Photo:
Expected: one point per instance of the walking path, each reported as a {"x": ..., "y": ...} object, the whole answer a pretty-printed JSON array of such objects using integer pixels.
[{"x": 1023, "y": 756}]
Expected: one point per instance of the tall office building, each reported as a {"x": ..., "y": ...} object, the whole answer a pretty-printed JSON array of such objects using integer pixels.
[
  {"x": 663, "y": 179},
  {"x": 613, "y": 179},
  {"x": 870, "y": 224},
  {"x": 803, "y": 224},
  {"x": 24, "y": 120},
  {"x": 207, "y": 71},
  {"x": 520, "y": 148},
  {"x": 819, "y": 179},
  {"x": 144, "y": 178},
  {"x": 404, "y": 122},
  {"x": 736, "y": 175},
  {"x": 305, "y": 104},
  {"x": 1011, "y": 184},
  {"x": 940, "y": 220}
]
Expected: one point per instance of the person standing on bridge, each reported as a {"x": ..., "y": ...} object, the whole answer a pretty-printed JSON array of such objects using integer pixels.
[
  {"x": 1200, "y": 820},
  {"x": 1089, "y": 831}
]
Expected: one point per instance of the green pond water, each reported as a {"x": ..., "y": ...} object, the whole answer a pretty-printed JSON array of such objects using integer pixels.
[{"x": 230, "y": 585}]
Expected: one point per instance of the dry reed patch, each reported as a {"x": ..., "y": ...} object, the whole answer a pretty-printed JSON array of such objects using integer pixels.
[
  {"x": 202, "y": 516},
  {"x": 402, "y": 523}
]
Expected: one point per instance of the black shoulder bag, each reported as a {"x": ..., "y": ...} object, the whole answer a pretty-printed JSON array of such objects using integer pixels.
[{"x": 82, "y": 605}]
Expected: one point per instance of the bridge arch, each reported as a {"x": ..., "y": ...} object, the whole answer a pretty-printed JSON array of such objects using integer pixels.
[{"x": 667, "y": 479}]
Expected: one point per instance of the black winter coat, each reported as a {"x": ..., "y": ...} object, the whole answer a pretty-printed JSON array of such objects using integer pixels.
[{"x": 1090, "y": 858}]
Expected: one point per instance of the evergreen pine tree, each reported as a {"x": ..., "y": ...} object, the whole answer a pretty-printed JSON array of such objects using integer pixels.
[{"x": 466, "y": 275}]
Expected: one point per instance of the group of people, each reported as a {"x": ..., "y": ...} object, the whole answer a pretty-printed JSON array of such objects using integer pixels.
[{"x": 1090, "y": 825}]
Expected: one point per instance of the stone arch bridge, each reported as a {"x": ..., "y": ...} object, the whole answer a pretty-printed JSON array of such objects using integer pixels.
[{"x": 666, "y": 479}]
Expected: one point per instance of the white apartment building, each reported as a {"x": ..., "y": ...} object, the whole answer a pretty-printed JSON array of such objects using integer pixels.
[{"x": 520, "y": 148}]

Directive: Change every occurrence of "integer pixels" to "whole-number pixel values" in the items above, and leave everything else as it is.

Complete response:
Photo:
Expected: one point per instance of the walking path, each reported as a {"x": ..., "y": ...} object, the whole answer a pretty-printed JSON array of such objects using whole-number pixel values.
[{"x": 1023, "y": 756}]
Expected: one point per instance of the tall office building, each reported as a {"x": ..., "y": ...} object, the whole answer a pretty-printed JSON array of such objects using whole-number pixel values.
[
  {"x": 663, "y": 179},
  {"x": 613, "y": 179},
  {"x": 870, "y": 224},
  {"x": 803, "y": 224},
  {"x": 24, "y": 120},
  {"x": 207, "y": 71},
  {"x": 520, "y": 148},
  {"x": 819, "y": 179},
  {"x": 144, "y": 178},
  {"x": 404, "y": 122},
  {"x": 736, "y": 175},
  {"x": 305, "y": 104},
  {"x": 1011, "y": 184},
  {"x": 940, "y": 220}
]
Expected: one point per instance of the person standing on bridge, each reported as a {"x": ..., "y": ...} object, the whole answer a pretty-printed JSON array of such objects using whole-number pixel values.
[
  {"x": 1200, "y": 820},
  {"x": 1089, "y": 831}
]
Expected: one point per instance of the green pond water, each reported as a {"x": ..., "y": ...} object, the whole answer a pretty-printed JSON array of such objects using whole-number pixel values.
[{"x": 230, "y": 585}]
Expected: one point per instance of the dry reed patch, each reported as a {"x": ..., "y": ...} object, the whole answer a pretty-printed JSON array of such objects using whole-number pixel values.
[
  {"x": 202, "y": 516},
  {"x": 402, "y": 523}
]
Expected: one point per instance of the black shoulder bag, each reported as a {"x": ..., "y": ...} object, the whole answer a pretty-printed JSON array of such objects using whole-number pixel values.
[{"x": 82, "y": 605}]
Expected: one point per instance of the bridge arch, each reported as a {"x": ..., "y": ...} object, the whole answer a pretty-printed JSON array of such objects using whole-number pixel values.
[{"x": 667, "y": 479}]
Expected: one point per instance of the black winter coat, each reported as a {"x": ..., "y": ...} object, the whole answer a pretty-printed JSON array of such objects using whole-number pixel values.
[{"x": 1090, "y": 858}]
Expected: one point per instance of the evergreen pine tree, each reported as a {"x": ..., "y": ...} object, the whole answer a pretty-printed JSON array of such objects using whole-number pixel values.
[{"x": 466, "y": 275}]
Expected: one point per instance of the group of people, each reported as a {"x": ..., "y": ...} object, the whole answer a pretty-printed JSON array of such objects using whole-number pixel values.
[{"x": 1090, "y": 825}]
Expected: one point per instance of the stone arch bridge, each reported as a {"x": ..., "y": ...} object, the whole answer a pretty-printed JSON array of such objects using whole-number pixel values.
[{"x": 666, "y": 479}]
Expected: one point per instance of the white apartment building, each reported as a {"x": ..., "y": ...} object, the whole answer a pretty-printed JSON array of such objects using whole-number pixel values.
[{"x": 520, "y": 148}]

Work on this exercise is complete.